### [Direction]
Set out every line of the records below as a numbered list, leaving out blank lines.

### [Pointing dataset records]
--- Start ---
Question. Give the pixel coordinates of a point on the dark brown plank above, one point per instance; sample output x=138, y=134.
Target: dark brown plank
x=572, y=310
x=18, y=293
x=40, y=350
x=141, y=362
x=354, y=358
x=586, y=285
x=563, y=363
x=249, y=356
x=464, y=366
--- End ---
### [Finished exercise]
1. Question. Give the pixel coordinates of a point on the dark brown plank above, one point per instance; sample output x=138, y=134.
2. Target: dark brown plank
3. x=572, y=310
4. x=18, y=293
5. x=40, y=350
6. x=141, y=362
7. x=354, y=358
8. x=586, y=285
9. x=563, y=363
10. x=249, y=356
11. x=464, y=366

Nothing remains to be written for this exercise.